# EXTRACT TO READ
··········

February, 2009

Where Game Fixing Happens

By Lou V

Barry Bonds, Roger Clemens, and ARod used steroids. Everyone used steroids. (Why is no one barking up Martina Navratilova's tree?) The swimmer smoked pot. The football player had his dogs fight. We sit on our high horse and point fingers with indignation as we eat our hot dogs. Meanwhile the NBA allegedly fixed playoff games for years to make sure big-market teams advance, as directed by David Stern in the commissioner's office, and no one gives a shit. It is all swept under the rug - no congressional inquiry as promised; no fan protests except for internet din. The NBA is allowed to conduct its own investigation, announce itself squeaky clean, and we get on with the stories of where LeBron will play next (NY of course, giving the NBA suddenly-repaired glamour franchises in Boston, LA, and NY; a stroke of luck!).

Contrast this with last year in New York, when Isiah Thomas was scorched at every home game with vicious booing and chants for his firing for simply doing a bad job as coach. There are no protests that David Stern, somehow, is still the commissioner of the NBA. Nor that the referees accused of fixing playoff games are still officiating games! NBA broadcasters barely mention the charges, as if it never happened, or if it did happen, it's in the past. Attendance at NBA games isn't down. The NBA ran an internal investigation which came back with a see-no-evil, hear-no-evil 'Tim Donaghy was a lone shooter' verdict, and Stern hired a former US Army General in Iraq as overseer of NBA refs. Everything's fixed - the fixing is fixed.

But something still stinks in Denmark, aka 645 Fifth Avenue in Manhattan; it's been an awful smell that's been observed for years with 'home cooking' a standard NBA practice (refs giving the home team the benefit of the doubt on foul calls) and 'Jordan rules' but no one could believe their worst thoughts could be true - the NBA playoff games weren't on the level; big-market teams were nurtured into advancing into the final rounds to increase revenues, and its referees were like those guys in wrestling who look the other way while the bad guy hits the good guy on the head with a chair.

Here's what it all means:

  • Put an asterisk on the San Antonio Spurs* championship of 2006-07; the Phoenix Suns can lay equal claim to that championship. Which would mean Knick fans can rejoice that Mike D'Antoni's coaching methods can result in an NBA championship.

  • Put an asterisk on the Los Angeles Laker* championship of 2001-02; the Sacramento Kings can lay equal claim.

  • Take away the NY Knicks*' Finals appearance in 1999 - when Indiana's players complained afterwards that it seemed like the league officials stilted the calls so the underdog but big-market Knicks would advance.

  • Remember Charles Smith of the Knicks getting fouled three times while trying to score inside in Game 5 against Michael Jordan's Chicago Bulls* in 1993, and the refs didn't call a single foul? The Knicks had finished with a better seasonal record than the Bulls, and led the series at one point 2-0, but those non-calls broke their home-court-advantage and ushered Jordan to the finals. Put an asterisk on Jordan* in general for years of "Jordan Rules", where he could manhandle players on defense, but if players so much as touched him, it was a foul. Jordan as superman (not nearly as effective in college at North Carolina by the way) made billions for the NBA.

··········

# STATED PROBLEM 1
Copy out the location identification rows exactly as they stand, and leave the pictures out.

Location identification entries
··········

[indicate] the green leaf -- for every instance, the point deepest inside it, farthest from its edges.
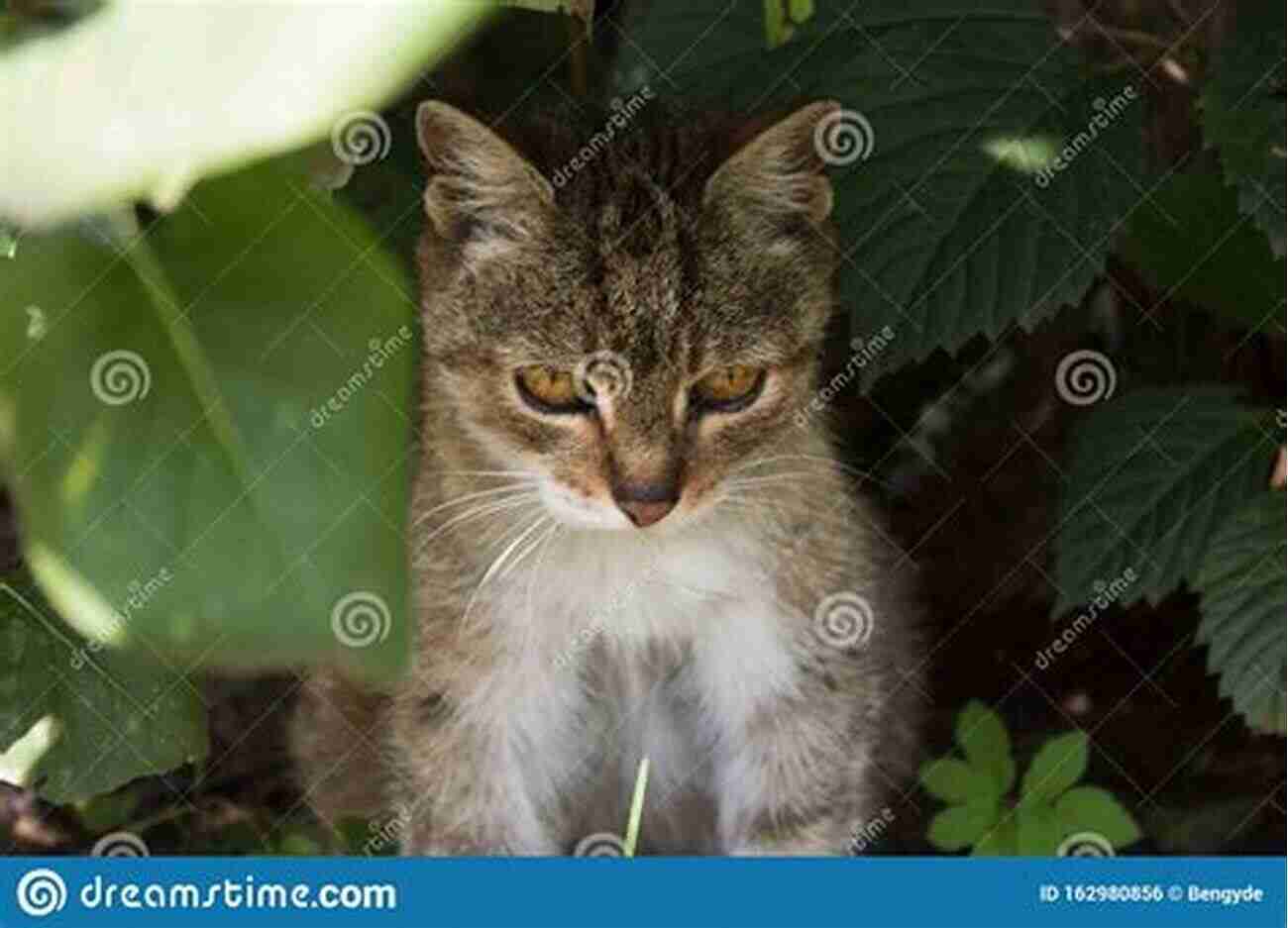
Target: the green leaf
(1243, 114)
(954, 780)
(1057, 765)
(1151, 477)
(982, 737)
(243, 499)
(145, 110)
(1037, 830)
(1001, 841)
(1190, 244)
(1090, 808)
(958, 826)
(949, 222)
(1243, 584)
(76, 720)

··········

# STATED PROBLEM 2
In the article on NBA game fixing, starting at "Contrast this with" and ending at "fixing is fixed.", rewrite the passage with "booing" changed to "jeering".

# EXERCISE ANSWER 1
[indicate] the green leaf -- for every instance, the point deepest inside it, farthest from its edges.
Target: the green leaf
(1243, 114)
(954, 780)
(1057, 765)
(1151, 477)
(982, 737)
(243, 499)
(145, 110)
(1037, 830)
(1001, 841)
(1190, 244)
(1090, 808)
(958, 826)
(949, 222)
(1243, 584)
(76, 720)

# EXERCISE ANSWER 2
Contrast this with last year in New York, when Isiah Thomas was scorched at every home game with vicious jeering and chants for his firing for simply doing a bad job as coach. There are no protests that David Stern, somehow, is still the commissioner of the NBA. Nor that the referees accused of fixing playoff games are still officiating games! NBA broadcasters barely mention the charges, as if it never happened, or if it did happen, it's in the past. Attendance at NBA games isn't down. The NBA ran an internal investigation which came back with a see-no-evil, hear-no-evil 'Tim Donaghy was a lone shooter' verdict, and Stern hired a former US Army General in Iraq as overseer of NBA refs. Everything's fixed - the fixing is fixed.